--- Entries provided Enclosed Below ---

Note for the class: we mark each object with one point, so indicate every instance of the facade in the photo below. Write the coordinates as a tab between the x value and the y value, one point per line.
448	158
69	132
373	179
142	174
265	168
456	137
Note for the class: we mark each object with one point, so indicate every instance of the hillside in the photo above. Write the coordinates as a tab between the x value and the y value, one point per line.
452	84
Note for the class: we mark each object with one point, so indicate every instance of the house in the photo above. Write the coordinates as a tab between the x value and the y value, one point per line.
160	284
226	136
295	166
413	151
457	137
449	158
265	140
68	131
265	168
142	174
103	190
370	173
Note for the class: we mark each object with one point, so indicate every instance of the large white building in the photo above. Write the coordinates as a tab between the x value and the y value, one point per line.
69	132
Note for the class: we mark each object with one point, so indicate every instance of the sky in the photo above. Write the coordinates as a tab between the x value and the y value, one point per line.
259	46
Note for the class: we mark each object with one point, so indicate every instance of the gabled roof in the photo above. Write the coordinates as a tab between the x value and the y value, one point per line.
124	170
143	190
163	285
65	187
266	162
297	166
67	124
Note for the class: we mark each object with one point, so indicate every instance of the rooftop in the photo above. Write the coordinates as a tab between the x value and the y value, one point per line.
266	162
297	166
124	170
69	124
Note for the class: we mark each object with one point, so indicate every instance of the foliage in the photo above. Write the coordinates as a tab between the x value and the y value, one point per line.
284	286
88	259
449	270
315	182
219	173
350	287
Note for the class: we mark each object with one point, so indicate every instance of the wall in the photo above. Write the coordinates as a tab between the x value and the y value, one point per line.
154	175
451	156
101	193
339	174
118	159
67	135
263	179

--- End of Enclosed Entries provided ---

Return every entry exactly.

(Response to the task)
Note for the class: we mark each object with one point, so indicate every instance of the facade in the photo below. Write the coordinates as a tab between the x value and the y value, one point per line.
448	158
69	132
373	179
142	174
265	168
456	137
Note for the class: we mark each object with one point, so indicate every instance of the hillside in the photo above. Write the coordinates as a tab between the x value and the y value, one point per line.
452	84
Note for the class: we mark each object with one point, so indicate every instance of the house in the photo above. Write the coordinates as a tab between the x value and the y value, one point per line.
160	284
226	136
295	166
413	151
457	137
449	158
265	140
68	131
265	168
142	174
103	190
370	173
Note for the class: we mark each object with one point, so indicate every instance of the large white building in the photo above. Write the coordinates as a tab between the x value and the y value, one point per line.
69	132
Note for the class: we mark each object with one point, so indicate every instance of the sky in the photo above. Write the coordinates as a tab between the x value and the y value, one point per line.
259	46
Note for the class: we mark each object with one point, so indicate every instance of the gabled roof in the photo above. Write the coordinates as a tab between the x value and the y value, one point per line.
124	170
143	190
163	285
65	187
266	162
297	166
67	124
Note for the class: we mark each object with one point, so indicate every instance of the rooftop in the photo above. Write the coordinates as a tab between the x value and the y value, one point per line.
266	162
297	166
124	170
69	124
Note for the class: we mark each object with one point, so indicate every instance of the foliage in the photo above. Write the coordinates as a tab between the x value and the y value, one point per line.
284	286
88	259
449	270
315	182
219	173
350	287
Note for the class: we mark each object with one point, so indicate every instance of the wall in the photo above. Write the coordinates as a tab between the x value and the y value, one point per line.
154	175
451	156
101	193
339	174
118	159
67	135
263	179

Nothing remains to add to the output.